• [What you need to do]
What do the lines say from the one containing "like point(422, 482)." to the end of the records? Restate them word for word, and only those.

+-------+

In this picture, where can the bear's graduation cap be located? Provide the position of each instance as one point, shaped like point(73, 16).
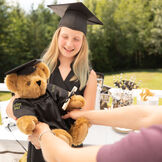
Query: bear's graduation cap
point(24, 69)
point(75, 16)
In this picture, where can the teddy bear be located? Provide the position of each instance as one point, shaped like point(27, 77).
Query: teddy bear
point(39, 101)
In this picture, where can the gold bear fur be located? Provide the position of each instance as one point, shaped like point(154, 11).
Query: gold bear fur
point(26, 86)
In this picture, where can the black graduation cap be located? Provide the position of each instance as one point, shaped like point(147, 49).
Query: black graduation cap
point(24, 69)
point(75, 16)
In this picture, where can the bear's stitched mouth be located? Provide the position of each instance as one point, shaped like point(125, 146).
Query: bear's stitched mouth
point(38, 82)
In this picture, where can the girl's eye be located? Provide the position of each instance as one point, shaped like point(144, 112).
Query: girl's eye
point(65, 37)
point(76, 39)
point(28, 83)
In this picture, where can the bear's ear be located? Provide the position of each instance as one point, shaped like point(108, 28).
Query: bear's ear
point(11, 81)
point(44, 68)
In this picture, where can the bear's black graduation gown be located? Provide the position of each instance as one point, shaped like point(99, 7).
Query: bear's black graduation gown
point(56, 78)
point(46, 108)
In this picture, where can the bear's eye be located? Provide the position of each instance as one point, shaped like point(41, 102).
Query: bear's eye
point(28, 83)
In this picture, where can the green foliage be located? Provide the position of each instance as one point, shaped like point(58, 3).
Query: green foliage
point(24, 36)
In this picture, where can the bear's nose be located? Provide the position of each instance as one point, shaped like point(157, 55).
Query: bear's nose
point(38, 82)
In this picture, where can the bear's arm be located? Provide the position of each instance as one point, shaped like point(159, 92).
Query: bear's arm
point(22, 108)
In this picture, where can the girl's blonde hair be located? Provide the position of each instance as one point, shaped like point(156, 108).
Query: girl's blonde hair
point(81, 62)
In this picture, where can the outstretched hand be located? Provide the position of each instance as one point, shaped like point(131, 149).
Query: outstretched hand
point(75, 114)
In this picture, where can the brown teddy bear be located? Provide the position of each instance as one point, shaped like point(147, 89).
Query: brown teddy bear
point(43, 102)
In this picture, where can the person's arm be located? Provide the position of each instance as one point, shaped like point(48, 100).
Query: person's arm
point(90, 91)
point(132, 117)
point(56, 150)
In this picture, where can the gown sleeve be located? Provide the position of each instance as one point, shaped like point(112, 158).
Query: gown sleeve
point(22, 107)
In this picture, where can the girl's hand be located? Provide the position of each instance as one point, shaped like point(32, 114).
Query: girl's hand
point(75, 114)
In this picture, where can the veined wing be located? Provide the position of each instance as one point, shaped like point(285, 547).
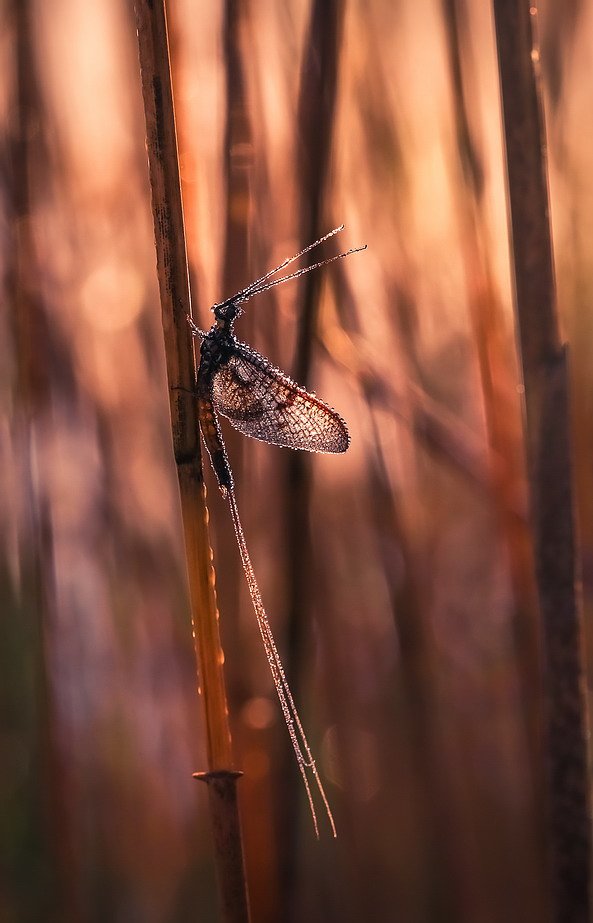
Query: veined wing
point(262, 402)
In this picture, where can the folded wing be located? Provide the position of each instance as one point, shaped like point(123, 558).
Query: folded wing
point(262, 402)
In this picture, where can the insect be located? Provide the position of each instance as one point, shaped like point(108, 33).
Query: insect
point(262, 401)
point(257, 398)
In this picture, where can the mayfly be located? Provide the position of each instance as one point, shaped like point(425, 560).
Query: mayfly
point(261, 401)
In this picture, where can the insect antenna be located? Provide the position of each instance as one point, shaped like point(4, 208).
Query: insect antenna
point(262, 285)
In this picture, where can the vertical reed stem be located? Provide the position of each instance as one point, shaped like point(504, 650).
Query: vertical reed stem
point(544, 360)
point(175, 303)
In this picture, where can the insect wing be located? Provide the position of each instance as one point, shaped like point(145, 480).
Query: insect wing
point(261, 401)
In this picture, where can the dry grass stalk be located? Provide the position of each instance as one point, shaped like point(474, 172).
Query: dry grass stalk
point(544, 361)
point(175, 302)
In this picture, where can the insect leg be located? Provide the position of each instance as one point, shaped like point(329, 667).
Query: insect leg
point(214, 443)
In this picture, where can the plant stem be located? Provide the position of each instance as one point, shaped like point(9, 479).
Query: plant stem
point(175, 302)
point(544, 361)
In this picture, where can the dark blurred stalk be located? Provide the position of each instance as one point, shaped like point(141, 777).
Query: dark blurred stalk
point(175, 303)
point(506, 463)
point(39, 822)
point(315, 128)
point(544, 362)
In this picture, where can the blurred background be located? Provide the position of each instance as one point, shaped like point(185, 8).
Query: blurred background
point(397, 577)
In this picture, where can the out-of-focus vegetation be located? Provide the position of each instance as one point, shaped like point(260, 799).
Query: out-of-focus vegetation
point(398, 577)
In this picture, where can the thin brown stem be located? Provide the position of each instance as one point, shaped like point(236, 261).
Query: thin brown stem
point(544, 361)
point(175, 303)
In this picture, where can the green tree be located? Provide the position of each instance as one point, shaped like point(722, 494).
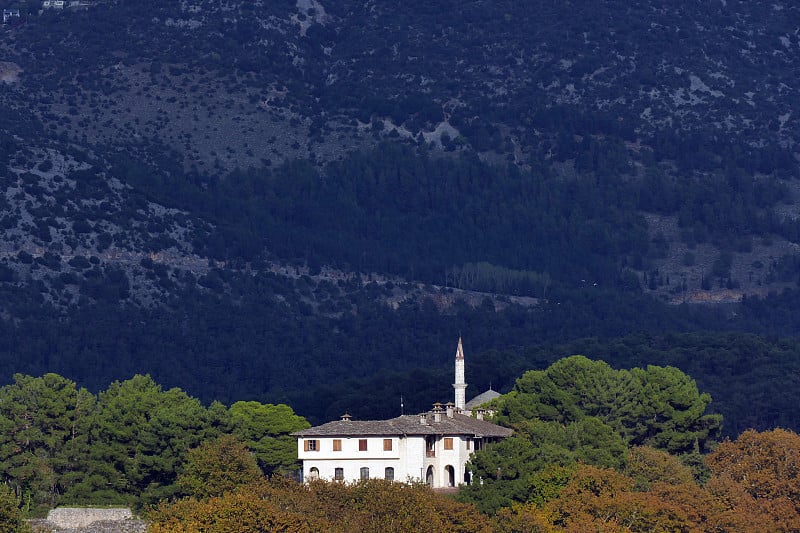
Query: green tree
point(266, 429)
point(139, 441)
point(11, 519)
point(44, 425)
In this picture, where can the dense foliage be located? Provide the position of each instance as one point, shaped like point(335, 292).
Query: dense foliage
point(579, 410)
point(653, 493)
point(61, 444)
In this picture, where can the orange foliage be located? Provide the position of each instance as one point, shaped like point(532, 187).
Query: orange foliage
point(766, 466)
point(281, 505)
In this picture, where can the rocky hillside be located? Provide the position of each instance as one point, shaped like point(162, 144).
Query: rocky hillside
point(194, 90)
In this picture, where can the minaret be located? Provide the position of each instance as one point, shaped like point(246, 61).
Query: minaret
point(460, 386)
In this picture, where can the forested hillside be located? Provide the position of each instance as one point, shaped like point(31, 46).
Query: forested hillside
point(593, 448)
point(307, 202)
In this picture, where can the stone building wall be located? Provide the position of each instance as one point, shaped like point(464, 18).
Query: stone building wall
point(89, 520)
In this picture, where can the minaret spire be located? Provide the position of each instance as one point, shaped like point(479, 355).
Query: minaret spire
point(460, 386)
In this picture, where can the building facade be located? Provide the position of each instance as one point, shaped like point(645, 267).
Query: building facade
point(433, 447)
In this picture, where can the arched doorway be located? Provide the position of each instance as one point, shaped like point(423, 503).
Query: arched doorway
point(451, 475)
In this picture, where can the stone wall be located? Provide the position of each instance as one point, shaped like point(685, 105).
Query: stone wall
point(89, 520)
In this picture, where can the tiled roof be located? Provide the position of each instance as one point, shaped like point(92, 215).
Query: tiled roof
point(459, 424)
point(482, 398)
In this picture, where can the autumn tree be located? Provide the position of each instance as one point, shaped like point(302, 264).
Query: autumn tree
point(218, 466)
point(767, 466)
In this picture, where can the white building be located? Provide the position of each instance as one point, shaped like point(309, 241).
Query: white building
point(433, 446)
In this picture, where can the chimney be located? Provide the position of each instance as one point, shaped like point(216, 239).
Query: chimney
point(437, 412)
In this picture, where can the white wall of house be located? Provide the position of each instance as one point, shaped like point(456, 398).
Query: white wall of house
point(408, 457)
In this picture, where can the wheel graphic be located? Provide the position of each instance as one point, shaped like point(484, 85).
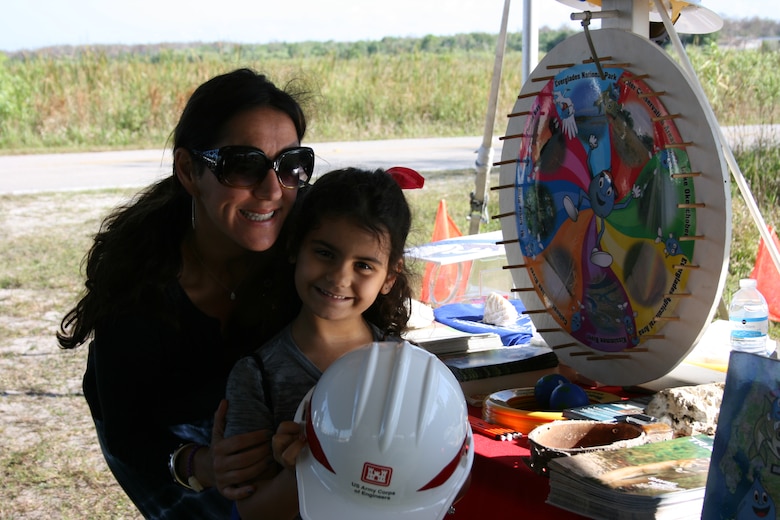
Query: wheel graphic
point(614, 207)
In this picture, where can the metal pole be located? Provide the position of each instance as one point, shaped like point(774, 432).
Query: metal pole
point(530, 39)
point(485, 153)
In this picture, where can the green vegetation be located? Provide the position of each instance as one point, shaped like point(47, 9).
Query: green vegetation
point(102, 98)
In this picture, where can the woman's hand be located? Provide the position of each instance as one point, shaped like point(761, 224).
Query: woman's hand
point(239, 460)
point(287, 443)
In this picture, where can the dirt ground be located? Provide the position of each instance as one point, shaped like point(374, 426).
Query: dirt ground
point(50, 463)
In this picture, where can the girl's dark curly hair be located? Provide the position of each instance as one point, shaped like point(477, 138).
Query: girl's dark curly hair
point(374, 201)
point(136, 252)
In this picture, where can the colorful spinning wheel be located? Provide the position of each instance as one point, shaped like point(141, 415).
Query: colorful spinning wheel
point(615, 207)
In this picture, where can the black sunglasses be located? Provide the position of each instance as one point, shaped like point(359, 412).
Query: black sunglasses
point(247, 166)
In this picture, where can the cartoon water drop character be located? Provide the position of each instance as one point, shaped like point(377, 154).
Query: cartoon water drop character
point(633, 150)
point(566, 111)
point(601, 196)
point(756, 503)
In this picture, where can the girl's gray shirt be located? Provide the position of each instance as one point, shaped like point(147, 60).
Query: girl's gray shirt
point(264, 389)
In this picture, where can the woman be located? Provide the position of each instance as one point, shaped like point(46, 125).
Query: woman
point(180, 284)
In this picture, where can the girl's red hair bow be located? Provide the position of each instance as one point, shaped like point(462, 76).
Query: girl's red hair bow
point(406, 178)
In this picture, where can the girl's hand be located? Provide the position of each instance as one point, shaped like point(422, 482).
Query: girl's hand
point(239, 460)
point(288, 443)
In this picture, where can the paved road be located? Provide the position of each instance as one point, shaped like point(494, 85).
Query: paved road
point(81, 171)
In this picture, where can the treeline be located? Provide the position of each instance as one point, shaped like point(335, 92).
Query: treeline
point(388, 46)
point(741, 29)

+-------+

• [Exercise answer]
In this picture, where can the girl's hand be located? Provide the position of each instance as one point, shaped like point(422, 482).
Query: girl's hand
point(239, 460)
point(288, 443)
In this picture, where can the paved road be located? Provide the position of each instance as one point, shaped like point(494, 85).
Query: paved road
point(81, 171)
In this picture, where can the treeline be located? Provide the position of each instance as one point, shaped like point(335, 92).
Query: treeline
point(388, 46)
point(741, 29)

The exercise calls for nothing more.